__Listed records__

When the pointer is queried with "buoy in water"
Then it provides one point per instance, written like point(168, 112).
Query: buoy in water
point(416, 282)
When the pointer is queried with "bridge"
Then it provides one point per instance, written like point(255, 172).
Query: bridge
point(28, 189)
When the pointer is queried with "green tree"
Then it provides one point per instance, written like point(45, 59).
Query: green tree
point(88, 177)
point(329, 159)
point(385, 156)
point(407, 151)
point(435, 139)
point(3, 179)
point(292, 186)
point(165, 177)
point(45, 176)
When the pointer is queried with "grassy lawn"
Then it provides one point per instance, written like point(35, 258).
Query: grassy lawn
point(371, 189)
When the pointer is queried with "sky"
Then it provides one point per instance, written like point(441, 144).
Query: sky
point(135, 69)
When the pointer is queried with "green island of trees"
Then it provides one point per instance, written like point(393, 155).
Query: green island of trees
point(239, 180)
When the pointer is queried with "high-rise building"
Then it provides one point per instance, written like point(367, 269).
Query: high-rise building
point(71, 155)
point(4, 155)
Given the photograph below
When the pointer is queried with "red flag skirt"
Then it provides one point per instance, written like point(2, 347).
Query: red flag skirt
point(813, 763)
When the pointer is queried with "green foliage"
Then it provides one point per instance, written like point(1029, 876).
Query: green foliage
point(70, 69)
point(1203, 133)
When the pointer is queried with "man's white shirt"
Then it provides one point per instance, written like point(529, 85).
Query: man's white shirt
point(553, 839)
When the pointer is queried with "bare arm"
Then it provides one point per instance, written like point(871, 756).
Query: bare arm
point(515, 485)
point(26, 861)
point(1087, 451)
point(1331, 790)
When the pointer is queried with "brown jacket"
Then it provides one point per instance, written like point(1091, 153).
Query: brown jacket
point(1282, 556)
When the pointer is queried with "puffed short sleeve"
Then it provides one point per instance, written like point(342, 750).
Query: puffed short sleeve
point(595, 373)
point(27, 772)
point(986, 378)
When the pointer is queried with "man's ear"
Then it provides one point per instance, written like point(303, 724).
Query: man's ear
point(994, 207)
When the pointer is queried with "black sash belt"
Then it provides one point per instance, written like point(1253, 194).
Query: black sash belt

__Your instructions__
Reproduce each line of the entries in which the word "black" is found.

__Exercise output__
When the pointer is queried with "black sash belt"
Query: black sash belt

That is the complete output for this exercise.